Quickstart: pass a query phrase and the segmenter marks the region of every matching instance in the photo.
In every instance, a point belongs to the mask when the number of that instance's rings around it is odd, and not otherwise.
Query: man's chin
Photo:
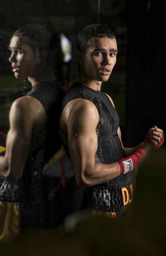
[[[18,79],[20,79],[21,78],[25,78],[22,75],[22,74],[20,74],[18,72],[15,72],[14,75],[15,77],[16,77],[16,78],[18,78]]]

==*==

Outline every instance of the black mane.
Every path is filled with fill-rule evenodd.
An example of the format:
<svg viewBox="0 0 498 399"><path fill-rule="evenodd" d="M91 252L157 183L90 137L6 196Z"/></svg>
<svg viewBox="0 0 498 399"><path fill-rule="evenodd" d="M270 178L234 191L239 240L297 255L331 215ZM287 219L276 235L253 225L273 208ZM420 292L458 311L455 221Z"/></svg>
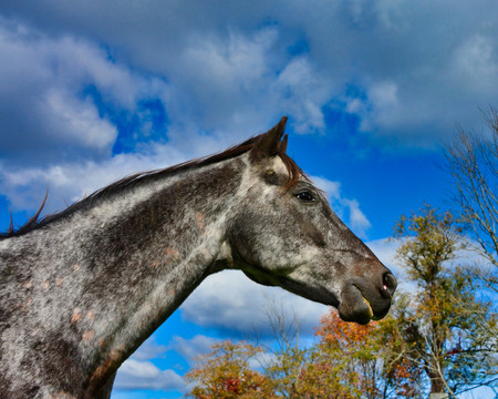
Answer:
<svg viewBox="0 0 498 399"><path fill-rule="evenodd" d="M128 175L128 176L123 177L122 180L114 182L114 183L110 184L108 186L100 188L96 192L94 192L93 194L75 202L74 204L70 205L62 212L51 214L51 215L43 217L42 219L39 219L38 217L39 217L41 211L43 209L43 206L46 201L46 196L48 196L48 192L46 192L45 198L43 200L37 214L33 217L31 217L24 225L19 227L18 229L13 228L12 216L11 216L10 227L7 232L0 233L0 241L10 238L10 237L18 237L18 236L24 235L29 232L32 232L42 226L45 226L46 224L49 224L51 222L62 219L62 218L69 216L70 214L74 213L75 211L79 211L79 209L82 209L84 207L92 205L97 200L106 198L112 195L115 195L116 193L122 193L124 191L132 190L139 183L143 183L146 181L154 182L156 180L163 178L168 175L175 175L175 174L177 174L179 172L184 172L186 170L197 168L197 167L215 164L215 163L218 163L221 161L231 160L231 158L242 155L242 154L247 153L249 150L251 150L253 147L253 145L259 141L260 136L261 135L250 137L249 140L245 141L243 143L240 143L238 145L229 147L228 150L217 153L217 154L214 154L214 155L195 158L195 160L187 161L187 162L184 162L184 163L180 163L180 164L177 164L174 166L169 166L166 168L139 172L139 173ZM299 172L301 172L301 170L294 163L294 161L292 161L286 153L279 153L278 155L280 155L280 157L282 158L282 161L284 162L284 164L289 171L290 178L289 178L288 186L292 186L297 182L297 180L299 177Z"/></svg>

==*==

Pull out every line of the material above that contains the string "instance", and copy each one in full.

◆ Full solution
Quickstart: pass a query phrase and the segmenter marks the region of every matching instance in the photo.
In every instance, a point belongs to the mask when the number of that instance's rings around it is odd, and not otherwise.
Outline every instance of the black mane.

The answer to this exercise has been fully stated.